## Verilen Alıştırma
Aşağıdaki nohutlu pilav yazısında "Mutfak önlüğünü geçirdim" ifadesinden "süzülmeye bıraktım. :)" ifadesine kadar olan bölümü, "margarin" yerine "tereyağı" koyarak güncelleyin ve yeniden yazın.

## Sayfa Metni
Toplam Sayfa Görüntüleme Sayısı

28 Haziran 2011 Salı

Bir Kadın Pilavı Güzel Yaptı mıydıııı, Bütün Yemekleri Güzel Yapar... *Nohutlu Pilav*

Başlığa attığım sözü çoğunuz biliyorsunuzdur. Yoksa kilit aslında "Pilav" da mı çözülüyor? Blogumun isminden dolayı, en güzeli dedim pilavdan başlamak. Haydi kilidi açalım o halde! Hemen kaçmayın, pilav yapmak aslında dünyanın en kolay yemeklerinden biridir ama aynı zamanda da dünyanın yapması en zor yemeklerinden biridir. :) "Eee ne dedin sen şimdi?" Sabredin, anlatacağım. :)


Şu başlıkta söylediğim söz ne kadar doğrudur bilemem ama itiraf edelim, pilavımız böyle tane tane, tuzu yağı yerinde oldu mu hemen kendimize bir güven geliverir. "Tamam ya, oldum ben." filan demeye başlarız. İşte ben de bu güveni yerine getirmek için sizlerle en ince ayrıntısına kadar nasıl pilav yapıldığını konuşmak istiyorum.


Geçenlerde evde annem, kızkardeşim otururken karnımızda aynı anda alarm vermeye başladı. Ne yiyelim, ne pişirelim derken, ben de "Ben nohutlu pilav yapıcam" dedim. Sadece nohutlu pilav ama. :) Aç olunca bal kaymak vallahi. :)


Mutfak önlüğünü geçirdim boynuma veee... Önce hemen pilav tenceresini çıkarıp, margarin kabının içine iki kez yemek kaşığını daldırdım ve onları tencerenin içerisinde buz pateni yaparcasına süzülmeye bıraktım. :)

## Veri Kesiti
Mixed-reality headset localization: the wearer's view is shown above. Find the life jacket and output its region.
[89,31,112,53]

## Görevin Yanıtı
Mutfak önlüğünü geçirdim boynuma veee... Önce hemen pilav tenceresini çıkarıp, tereyağı kabının içine iki kez yemek kaşığını daldırdım ve onları tencerenin içerisinde buz pateni yaparcasına süzülmeye bıraktım. :)